* **The problem**
Rescale the rows below by reproducing every line, requests included, with each point coordinate in the answers multiplied by 2.45 and rounded to the nearest whole number, halves rounding up. Leave the requests and the sample coordinates inside them unchanged.

[Records of labeled points]
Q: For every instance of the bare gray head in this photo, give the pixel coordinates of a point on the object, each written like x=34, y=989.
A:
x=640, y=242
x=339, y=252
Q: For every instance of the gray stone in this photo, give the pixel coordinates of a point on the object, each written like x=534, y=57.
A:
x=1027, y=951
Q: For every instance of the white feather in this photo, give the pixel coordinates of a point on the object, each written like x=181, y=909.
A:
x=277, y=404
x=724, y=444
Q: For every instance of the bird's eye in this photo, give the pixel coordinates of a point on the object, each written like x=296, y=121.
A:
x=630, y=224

* **Worked solution**
Q: For every instance of the bare gray head in this photo, give the pixel coordinates of a point on the object, each written like x=34, y=989.
A:
x=1568, y=593
x=831, y=617
Q: For every instance of the gray stone in this photo, give the pixel coordinates of a point on the object, each written like x=534, y=57.
A:
x=2516, y=2330
Q: For every instance of the white feather in this photo, give the pixel coordinates of a point on the object, each written like x=181, y=909.
A:
x=679, y=990
x=1774, y=1088
Q: For every instance of the bird's eye in this photo, give the pixel coordinates of a point on the object, each written like x=296, y=121.
A:
x=1544, y=549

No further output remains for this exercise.